** Begin DOCUMENT TEXT **

The extended mandate will allow the IAPB to continue working on the verification, consolidation, and analysis of this data and the production of analytical products to support ongoing and future investigations and prosecutions. It will also allow the IAPB to respond to increasing requests from support from criminal justice authorities in several countries to progress prosecutions under the principle of universal jurisdiction, and to continue providing support to the UN High Commissioner for Human Rights (OHCHR)’s Examination on the Human Rights Situation in Belarus, whose mandate was extended in April.

“Our organization is excited and grateful for the opportunity to continue the full-scale work of collecting, systematizing and preserving evidence of crimes against humanity committed in Belarus; it is our common obligation to the victims of crimes,” said Pavel Sapelko, Representative and Lawyer of IAPB co-lead, Belarusian NGO Human Rights Centre “Viasna.”

The IAPB also plans to increase cooperation with UN mandate holders and civil society organizations to advance accountability efforts and justice for victims and survivors in Belarus, while maintaining a survivor-centred approach.

States supporting the extension of the IAPB’s mandate so far include Austria, Czech Republic, Denmark, Finland, Germany, Iceland, Ireland, Netherlands, Norway, Slovakia, Sweden, Switzerland, the United Kingdom and the USA.

** End DOCUMENT TEXT **

| DESCRIPTION OF THE TASK |
Answer these questions using the text on the IAPB mandate extension:
(a) Whose Examination on the Human Rights Situation in Belarus had its mandate extended in April?
(b) Which Belarusian NGO does Pavel Sapelko represent?
(c) How many states are named as supporting the extension of the IAPB's mandate so far?
This material comes from a separate source.

** Begin EXTRACTED MATERIAL **

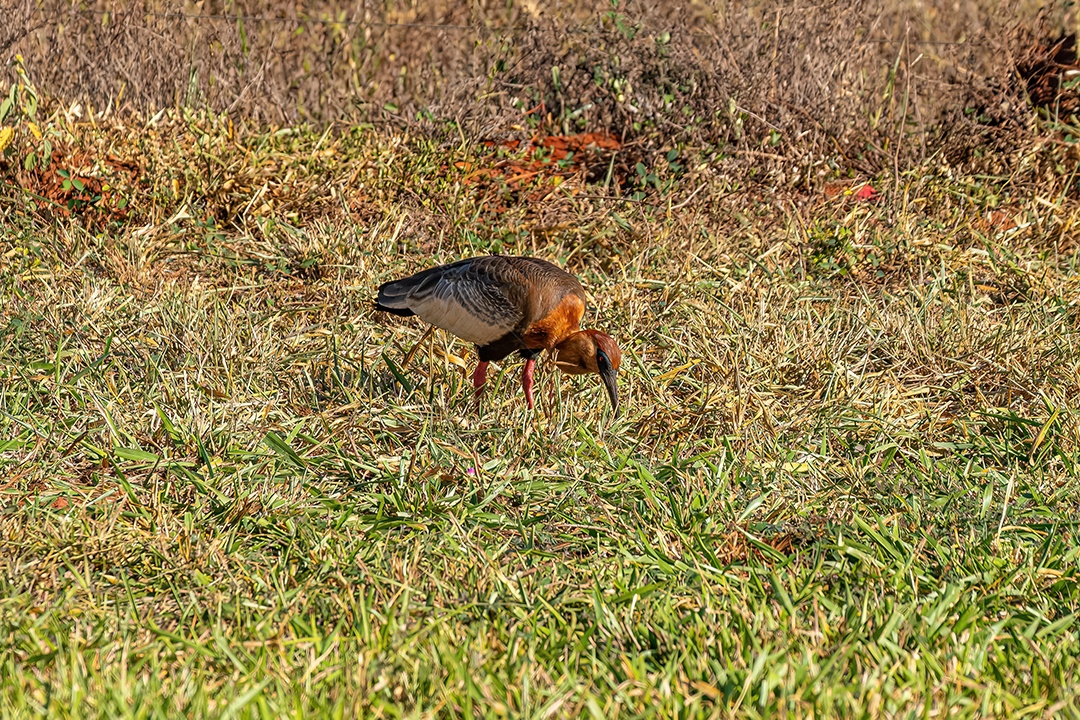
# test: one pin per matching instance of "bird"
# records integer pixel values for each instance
(505, 304)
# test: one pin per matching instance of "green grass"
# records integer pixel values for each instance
(844, 484)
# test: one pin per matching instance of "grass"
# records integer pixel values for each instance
(844, 483)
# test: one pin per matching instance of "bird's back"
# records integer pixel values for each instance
(487, 299)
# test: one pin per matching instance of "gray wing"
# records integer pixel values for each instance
(478, 300)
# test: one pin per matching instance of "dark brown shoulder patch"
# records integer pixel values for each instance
(561, 322)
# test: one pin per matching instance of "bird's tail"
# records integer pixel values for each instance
(393, 297)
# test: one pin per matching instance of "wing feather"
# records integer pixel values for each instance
(477, 301)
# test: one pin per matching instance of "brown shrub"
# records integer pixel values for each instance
(854, 86)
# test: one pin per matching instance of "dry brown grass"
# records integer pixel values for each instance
(844, 481)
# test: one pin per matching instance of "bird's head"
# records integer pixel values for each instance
(591, 351)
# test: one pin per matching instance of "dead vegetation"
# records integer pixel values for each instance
(845, 273)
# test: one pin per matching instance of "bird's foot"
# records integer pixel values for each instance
(527, 374)
(480, 377)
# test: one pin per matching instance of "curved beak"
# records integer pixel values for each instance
(607, 375)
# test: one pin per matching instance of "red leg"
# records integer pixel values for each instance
(480, 376)
(530, 366)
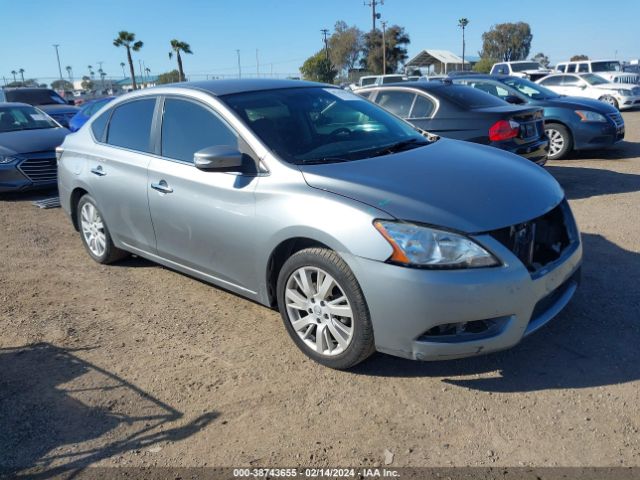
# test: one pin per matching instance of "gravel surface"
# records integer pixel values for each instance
(136, 365)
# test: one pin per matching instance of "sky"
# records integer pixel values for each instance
(286, 32)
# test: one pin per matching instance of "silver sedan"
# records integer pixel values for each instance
(364, 232)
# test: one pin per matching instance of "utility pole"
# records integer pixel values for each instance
(56, 46)
(384, 47)
(374, 16)
(325, 32)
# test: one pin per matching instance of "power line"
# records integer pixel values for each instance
(374, 16)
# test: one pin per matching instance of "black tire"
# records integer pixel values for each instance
(362, 343)
(567, 140)
(111, 252)
(610, 100)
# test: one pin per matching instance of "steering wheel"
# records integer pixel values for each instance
(340, 131)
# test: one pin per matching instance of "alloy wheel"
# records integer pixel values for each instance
(93, 229)
(556, 141)
(319, 311)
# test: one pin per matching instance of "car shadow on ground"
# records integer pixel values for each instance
(582, 182)
(593, 342)
(40, 413)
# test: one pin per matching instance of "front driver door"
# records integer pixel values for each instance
(203, 220)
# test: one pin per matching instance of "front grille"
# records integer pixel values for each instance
(40, 168)
(541, 241)
(617, 119)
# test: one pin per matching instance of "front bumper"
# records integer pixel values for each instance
(405, 303)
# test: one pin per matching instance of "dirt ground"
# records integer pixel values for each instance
(136, 365)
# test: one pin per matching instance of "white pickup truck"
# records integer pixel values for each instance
(523, 69)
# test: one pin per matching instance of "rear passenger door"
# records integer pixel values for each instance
(118, 171)
(203, 220)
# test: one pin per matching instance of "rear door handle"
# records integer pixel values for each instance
(98, 171)
(162, 187)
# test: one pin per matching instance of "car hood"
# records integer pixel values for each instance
(453, 184)
(26, 141)
(577, 103)
(58, 109)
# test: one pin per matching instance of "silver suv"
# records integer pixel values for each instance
(364, 232)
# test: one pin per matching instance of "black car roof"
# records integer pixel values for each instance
(229, 87)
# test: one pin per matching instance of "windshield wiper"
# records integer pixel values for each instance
(401, 146)
(317, 161)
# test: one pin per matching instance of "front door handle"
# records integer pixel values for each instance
(98, 171)
(162, 187)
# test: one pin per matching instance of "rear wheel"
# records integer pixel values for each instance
(324, 310)
(95, 234)
(560, 141)
(610, 100)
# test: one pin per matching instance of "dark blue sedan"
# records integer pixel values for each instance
(86, 111)
(571, 123)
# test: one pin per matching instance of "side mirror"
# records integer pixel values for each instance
(219, 158)
(513, 100)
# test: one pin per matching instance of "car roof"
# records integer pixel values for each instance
(228, 87)
(14, 104)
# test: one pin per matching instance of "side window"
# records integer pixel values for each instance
(422, 108)
(396, 102)
(552, 81)
(130, 125)
(188, 127)
(99, 125)
(570, 80)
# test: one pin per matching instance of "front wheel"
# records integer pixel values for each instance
(95, 234)
(560, 142)
(610, 100)
(324, 310)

** End EXTRACTED MATERIAL **

| WRITTEN ANSWER |
(a) The UN High Commissioner for Human Rights (OHCHR)
(b) Human Rights Centre "Viasna"
(c) Fourteen